Torben Hagerup, Sorting and searching on the word RAM, Proceedings of the 15th Annual Symposium on Theoretical Aspects of Computer Science, Lecture Notes in Computer Science 1373, Springer-Verlag, Berlin/Heidelberg (1998), 366398

Special guest star

Morten Nicolaj Pedersen: Sorting on the word RAM

Home exercises

1. Prove analytically that \sum_{i=1}^{n} 1/i = ln n + \Theta(1) for an integer n >= 1. (Hint: If you have problems with this kind of basic calculus, the book [Ronald L. Graham, Donald E. Knuth, and Oren Patashnik, Concrete Mathematics: A Foundation for Computer Science, 2nd edition, Addison-Wesley Publishing Company, Reading (1994)] is a must for you.)

2. [Jon Bentley, Programming Pearls, Addison-Wesley Publishing Company, Reading (1986), Exercise 6, p. 90] How can sentinels be used in a program to find a maximum element in an array? How can sentinels decrease the search time in sets represented by linked lists, hash tables, and binary search trees?

__INFORMATION GIVEN__.
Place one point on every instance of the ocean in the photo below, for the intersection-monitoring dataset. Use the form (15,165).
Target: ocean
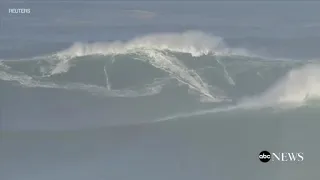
(148,90)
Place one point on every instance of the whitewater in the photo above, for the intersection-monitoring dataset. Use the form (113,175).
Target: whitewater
(158,90)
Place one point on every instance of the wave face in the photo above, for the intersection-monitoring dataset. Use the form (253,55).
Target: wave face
(193,67)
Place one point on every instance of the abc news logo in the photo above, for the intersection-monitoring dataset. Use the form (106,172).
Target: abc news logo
(266,156)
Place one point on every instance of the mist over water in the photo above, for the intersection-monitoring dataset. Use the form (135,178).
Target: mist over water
(146,91)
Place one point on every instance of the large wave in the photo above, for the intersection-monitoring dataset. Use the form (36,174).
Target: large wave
(164,51)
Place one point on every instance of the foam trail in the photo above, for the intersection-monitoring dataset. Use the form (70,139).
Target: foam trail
(297,87)
(177,70)
(198,113)
(28,81)
(226,74)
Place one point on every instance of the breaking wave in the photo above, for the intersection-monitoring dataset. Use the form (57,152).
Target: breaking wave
(201,61)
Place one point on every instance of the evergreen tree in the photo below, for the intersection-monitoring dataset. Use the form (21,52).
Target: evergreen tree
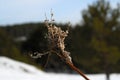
(101,19)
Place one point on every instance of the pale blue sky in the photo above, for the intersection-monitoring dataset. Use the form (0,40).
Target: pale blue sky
(25,11)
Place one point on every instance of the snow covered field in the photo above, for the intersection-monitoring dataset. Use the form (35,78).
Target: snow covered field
(14,70)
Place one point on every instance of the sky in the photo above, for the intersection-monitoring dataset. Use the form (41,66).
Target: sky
(26,11)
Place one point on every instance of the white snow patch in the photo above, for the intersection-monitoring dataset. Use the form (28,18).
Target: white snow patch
(15,70)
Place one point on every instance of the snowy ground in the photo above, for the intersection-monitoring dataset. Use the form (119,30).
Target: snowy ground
(14,70)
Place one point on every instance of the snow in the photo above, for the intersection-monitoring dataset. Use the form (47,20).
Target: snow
(15,70)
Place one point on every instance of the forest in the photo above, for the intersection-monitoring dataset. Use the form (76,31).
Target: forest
(93,43)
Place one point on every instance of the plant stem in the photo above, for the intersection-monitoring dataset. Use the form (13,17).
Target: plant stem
(77,70)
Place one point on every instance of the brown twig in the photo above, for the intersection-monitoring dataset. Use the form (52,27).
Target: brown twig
(56,37)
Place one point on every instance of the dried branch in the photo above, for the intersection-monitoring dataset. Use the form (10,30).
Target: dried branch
(56,37)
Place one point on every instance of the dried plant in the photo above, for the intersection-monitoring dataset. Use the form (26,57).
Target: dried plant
(56,37)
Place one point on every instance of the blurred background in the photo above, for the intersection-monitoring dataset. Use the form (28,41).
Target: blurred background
(93,40)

__WORK TO DO__.
[A] In the sorting-and-searching extract, why does the hint to the first home exercise point readers to the Concrete Mathematics book? Answer in one to three sentences.
[B] Write the next part of the sorting-and-searching extract, starting after the second home exercise.
The rows are separate material and are unrelated to the sorting-and-searching extract.

__RESULTS OF THE EXERCISE__.
[A] The hint calls the book a must for anyone who has trouble with the basic calculus needed to prove that the sum of 1/i from i = 1 to n equals ln n + Θ(1).

[B]
3. Assume that a binary tree is being represented as follows:

template <class D>

struct Node {

D data;

Node* left;

Node* right;

Node(const D & v, Node* p, Node* q) : data(v), left(p), right(q) {

}

};

Remove the recursion from the following C++ program that is also available electronically with a small driver. Try to make your solution as space-efficient as possible.

void inorder(ostream& s, Node* root) {

if (root != 0) {

inorder(s, root -> left);

s << root -> data;

inorder(s, root -> right);

}

4. Assume that n is a positive integer that fits into one machine word. Consider the problem of computing the whole-number logarithm of n. This problem can be solved in constant time with the following float-conversion hack which is taken from [Arne Andersson and Mikkel Thorup, A pragmatic implementation of monotone priority queues, Worldwide Web Document (1997)].

typedef struct {

unsigned int signbit : 1;

unsigned int exponentbias1023 : 11;

/* unsigned int mantissa : 52; */

} doublemask;

typedef union {

double as_double;

doublemask as_mask;

} doubleandmask;

/* Takes a 32-bit word and finds the leftmost 1-bit */

inline unsigned int leftmost_one(unsigned int n) {

doubleandmask fm;

fm.as_double = (double) n;

return (fm.as_mask.exponentbias1023 - 1023);

}

Propose alternative solutions for the problem and time these solutions against the float-conversion hack.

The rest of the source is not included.